## START TEXT PASSAGE
Do Philosophical Arguments for God’s Existence



Do Philosophical Arguments for God’s Existence

Carry any Weight?

It is as easy for me to believe that the universe made itself as to believe that a maker of the universe made Himself—in fact, much easier, since the universe visibly exists. George Bernard Shaw

Metaphysical arguments for the existence of God have all been shown to be invalid by competent philosophers. J. F. Brown (psychologist)

Throughout the long tradition of European thought it has been said, not by everyone but by most people, or at any rate by most of those who have proved that they have a right to be heard, that Nature, though it is a thing that really exists, is not a thing that exists in itself or in its own right, but a thing which depends for its existence upon something else.

R. G. Collingwood

Bernard Shaw tells of asking a priest “Who made God?” The priest, says Shaw, was thunderstruck, his faith shattered. Whether he committed suicide or merely left the Church Shaw does not tell. But the whole thing is ridiculous. Every student of philosophy has heard the question: and they all know that there must be a being which did not need to be made. If nothing existed except receivers of existence, where would the existence come from? In order that anything may exist, there must be a being which does not have to receive existence, a being which simply has it. God can confer existence upon all other beings, precisely because He has it in His own right. It is His nature to exist. God does not have to receive existence, because He is existence. Frank Sheed (from Theology for Beginners, 1957)

The Cosmological Argument, which in its simplest form states that since everything must have a cause the universe must have a cause—namely, God —doesn’t stay simple for long. Some deny the premise . . . [by appealing to] quantum physics. Others prefer to accept the premise and then ask: What caused God? The reply that God is self-caused (somehow) then raises the rebuttal: If something can be self-caused, why can’t the universe as a whole be the thing that is self-caused. Daniel Dennett (from Breaking the Spell)

When I was a young man and was debating these questions very seriously in my mind, I for a long time accepted the argument of the First Cause, until one day, at the age of 18, I read John Stuart Mill’s autobiography, and I there found this sentence ‘My father taught me that the question, “Who made me?” cannot be answered, since it immediately suggests the further question, “Who made God?”’ That very simple sentence showed me, as I still think, the fallacy in the argument of the First Cause. If everything must have a cause, then God must have a cause. If there can be anything without a cause, it may just as well be the world as God, so that there cannot be any validity in that argument. It is exactly of the same nature as the Indian’s view, that the world rested upon a tortoise; and when someone said, “How about the tortoise?”, the Indian said, “Suppose we change the subject.”
## END TEXT PASSAGE
## START THE DATA
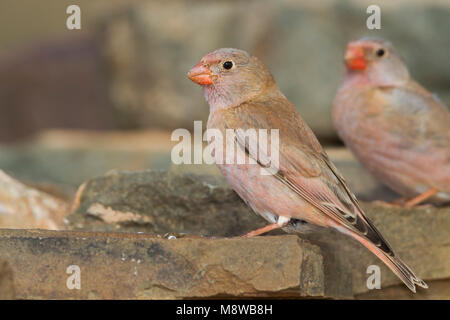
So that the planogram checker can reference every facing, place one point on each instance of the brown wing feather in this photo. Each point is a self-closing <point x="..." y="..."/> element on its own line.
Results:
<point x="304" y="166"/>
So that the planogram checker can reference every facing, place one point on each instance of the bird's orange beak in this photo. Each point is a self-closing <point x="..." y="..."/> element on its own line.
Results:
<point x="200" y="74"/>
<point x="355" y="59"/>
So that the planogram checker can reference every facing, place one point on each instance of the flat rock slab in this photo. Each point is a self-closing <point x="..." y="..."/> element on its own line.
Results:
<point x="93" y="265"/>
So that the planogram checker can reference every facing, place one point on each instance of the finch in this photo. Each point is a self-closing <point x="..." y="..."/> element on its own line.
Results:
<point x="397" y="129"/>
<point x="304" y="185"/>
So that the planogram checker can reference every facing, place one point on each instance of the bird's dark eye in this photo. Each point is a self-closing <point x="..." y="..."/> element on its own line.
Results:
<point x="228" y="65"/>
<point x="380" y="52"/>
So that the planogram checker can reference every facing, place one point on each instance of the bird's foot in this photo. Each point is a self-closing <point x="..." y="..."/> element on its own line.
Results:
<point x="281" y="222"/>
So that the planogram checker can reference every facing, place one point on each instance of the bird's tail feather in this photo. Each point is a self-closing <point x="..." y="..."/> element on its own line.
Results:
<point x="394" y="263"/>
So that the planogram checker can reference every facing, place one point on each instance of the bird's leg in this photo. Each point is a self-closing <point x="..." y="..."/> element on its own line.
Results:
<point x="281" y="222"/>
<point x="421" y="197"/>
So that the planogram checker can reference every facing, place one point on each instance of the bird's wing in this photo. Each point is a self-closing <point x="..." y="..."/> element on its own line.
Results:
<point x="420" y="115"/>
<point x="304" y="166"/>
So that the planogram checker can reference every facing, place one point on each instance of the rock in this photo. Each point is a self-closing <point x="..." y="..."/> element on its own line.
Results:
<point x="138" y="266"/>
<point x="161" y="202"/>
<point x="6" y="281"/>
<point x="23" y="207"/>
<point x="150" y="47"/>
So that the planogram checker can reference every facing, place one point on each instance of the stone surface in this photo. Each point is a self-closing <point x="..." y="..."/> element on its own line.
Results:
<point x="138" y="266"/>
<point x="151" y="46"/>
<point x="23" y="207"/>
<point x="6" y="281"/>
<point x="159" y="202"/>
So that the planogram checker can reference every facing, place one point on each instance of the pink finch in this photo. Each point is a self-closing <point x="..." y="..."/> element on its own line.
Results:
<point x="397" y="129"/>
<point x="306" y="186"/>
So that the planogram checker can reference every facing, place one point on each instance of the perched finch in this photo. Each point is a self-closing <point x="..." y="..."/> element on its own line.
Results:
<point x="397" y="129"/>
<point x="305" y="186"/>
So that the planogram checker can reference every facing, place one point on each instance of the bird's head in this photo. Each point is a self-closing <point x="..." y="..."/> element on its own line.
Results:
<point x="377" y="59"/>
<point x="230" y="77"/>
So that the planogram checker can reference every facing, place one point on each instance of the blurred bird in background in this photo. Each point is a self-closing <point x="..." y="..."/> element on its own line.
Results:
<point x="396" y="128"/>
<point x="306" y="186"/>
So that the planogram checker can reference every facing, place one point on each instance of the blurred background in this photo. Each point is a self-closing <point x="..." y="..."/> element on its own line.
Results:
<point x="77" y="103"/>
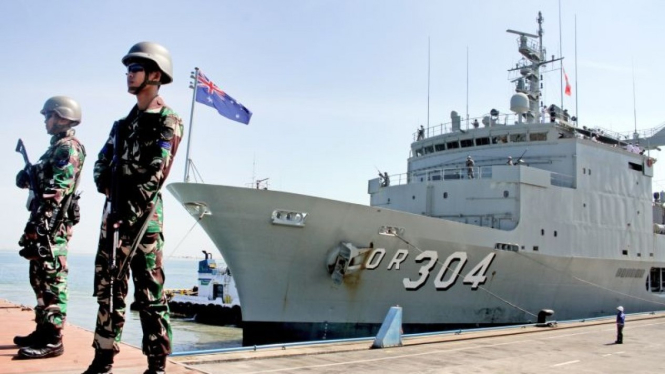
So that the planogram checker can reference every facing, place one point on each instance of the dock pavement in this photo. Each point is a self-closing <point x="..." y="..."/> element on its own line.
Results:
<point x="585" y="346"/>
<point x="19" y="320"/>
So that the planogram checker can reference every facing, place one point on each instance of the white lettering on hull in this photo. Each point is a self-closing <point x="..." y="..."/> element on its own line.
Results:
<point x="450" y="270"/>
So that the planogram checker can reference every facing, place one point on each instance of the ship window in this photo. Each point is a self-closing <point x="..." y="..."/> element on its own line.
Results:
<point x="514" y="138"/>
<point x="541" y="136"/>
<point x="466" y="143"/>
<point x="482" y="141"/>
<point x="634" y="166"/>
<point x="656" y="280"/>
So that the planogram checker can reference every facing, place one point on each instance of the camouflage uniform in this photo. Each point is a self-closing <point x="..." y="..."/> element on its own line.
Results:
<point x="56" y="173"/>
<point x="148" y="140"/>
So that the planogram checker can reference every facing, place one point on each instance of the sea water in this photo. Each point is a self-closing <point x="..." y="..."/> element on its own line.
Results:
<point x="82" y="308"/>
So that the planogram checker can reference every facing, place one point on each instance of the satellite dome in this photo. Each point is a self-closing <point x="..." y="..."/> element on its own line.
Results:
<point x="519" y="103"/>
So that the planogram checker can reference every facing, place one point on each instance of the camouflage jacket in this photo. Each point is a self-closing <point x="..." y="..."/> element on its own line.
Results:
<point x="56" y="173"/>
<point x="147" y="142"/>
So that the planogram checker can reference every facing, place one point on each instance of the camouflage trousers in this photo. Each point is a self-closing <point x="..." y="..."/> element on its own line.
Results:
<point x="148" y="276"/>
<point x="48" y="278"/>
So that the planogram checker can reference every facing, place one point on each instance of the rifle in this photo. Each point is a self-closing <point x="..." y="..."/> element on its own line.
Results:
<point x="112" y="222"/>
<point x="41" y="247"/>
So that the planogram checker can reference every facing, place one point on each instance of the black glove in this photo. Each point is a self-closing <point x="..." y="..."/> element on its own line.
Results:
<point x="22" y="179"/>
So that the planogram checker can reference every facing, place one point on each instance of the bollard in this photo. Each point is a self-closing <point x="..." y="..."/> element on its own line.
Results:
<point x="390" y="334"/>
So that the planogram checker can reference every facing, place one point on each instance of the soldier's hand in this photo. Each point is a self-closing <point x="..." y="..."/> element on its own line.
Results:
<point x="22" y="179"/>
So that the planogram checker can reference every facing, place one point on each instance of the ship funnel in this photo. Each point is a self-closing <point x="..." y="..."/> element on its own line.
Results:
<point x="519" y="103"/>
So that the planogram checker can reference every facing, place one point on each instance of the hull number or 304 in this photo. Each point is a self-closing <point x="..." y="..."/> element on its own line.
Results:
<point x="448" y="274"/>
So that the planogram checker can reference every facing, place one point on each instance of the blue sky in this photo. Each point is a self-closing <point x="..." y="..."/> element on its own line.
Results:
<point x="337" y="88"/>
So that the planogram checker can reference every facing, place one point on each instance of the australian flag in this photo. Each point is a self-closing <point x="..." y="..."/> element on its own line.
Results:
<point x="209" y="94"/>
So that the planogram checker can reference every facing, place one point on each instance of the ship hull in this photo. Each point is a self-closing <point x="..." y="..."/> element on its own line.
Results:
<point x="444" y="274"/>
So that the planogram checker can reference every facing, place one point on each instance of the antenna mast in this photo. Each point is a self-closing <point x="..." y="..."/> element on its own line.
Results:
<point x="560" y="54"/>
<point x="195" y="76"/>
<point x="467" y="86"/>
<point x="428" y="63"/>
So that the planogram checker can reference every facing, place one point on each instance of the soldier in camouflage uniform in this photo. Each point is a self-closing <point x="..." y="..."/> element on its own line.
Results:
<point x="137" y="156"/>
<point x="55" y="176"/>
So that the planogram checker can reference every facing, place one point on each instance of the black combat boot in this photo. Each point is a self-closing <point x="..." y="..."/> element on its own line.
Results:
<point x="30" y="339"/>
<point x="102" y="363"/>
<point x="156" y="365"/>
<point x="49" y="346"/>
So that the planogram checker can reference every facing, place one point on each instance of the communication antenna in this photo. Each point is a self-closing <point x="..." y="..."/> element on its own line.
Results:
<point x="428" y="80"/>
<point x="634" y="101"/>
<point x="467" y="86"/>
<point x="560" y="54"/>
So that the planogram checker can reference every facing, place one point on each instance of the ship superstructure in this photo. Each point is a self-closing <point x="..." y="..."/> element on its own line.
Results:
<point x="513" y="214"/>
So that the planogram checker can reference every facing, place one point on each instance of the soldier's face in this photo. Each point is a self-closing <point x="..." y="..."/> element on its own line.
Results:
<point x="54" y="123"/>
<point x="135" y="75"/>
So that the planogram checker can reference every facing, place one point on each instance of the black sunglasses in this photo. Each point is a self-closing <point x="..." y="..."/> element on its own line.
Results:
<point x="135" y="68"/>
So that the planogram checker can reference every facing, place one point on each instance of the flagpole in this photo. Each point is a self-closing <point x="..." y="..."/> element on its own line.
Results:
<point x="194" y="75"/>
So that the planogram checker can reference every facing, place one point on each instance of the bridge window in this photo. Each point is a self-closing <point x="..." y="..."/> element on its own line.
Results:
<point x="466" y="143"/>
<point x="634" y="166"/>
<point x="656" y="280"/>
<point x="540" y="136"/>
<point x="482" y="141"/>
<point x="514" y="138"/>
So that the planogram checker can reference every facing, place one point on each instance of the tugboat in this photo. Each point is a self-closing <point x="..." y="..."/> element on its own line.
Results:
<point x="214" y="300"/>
## END THE DATA
WHAT YOU NEED TO DO
• 1. Count the lines in the records that contain the string "blue", and reply with that number alone.
• 2. Extend the passage about arguments for God's existence by writing what comes next, starting after its final sentence.
The passage about arguments for God's existence and the records are unrelated to each other.

FINAL RESULTS
• 1. 1

• 2.
Bertrand Russell

There must be a Creator even if there is no Day of Creation. Looking at Being as it is now, as the baby looks at the grass, we see a second thing about it; in quite popular language, it looks secondary and dependent. Existence exists; but it is not sufficiently self-existent; and would never become so merely by going on existing. The same primary sense which tells us it is Being, tells us that it is not perfect Being; not merely imperfect in the popular controversial sense of containing sin or sorrow; but imperfect as Being; less actual than the actuality it implies. For instance, its Being is often only Becoming; beginning to Be or ceasing to Be; it implies a more constant or complete thing of which it gives in itself no example. That is the meaning of that basic medieval phrase, “Everything that is moving is moved by another”; which means inexpressibly more than the mere Deistic “somebody wound up the clock” with which it is probably often confounded.

G. K. Chesterton (from Saint Thomas Aquinas, 1935)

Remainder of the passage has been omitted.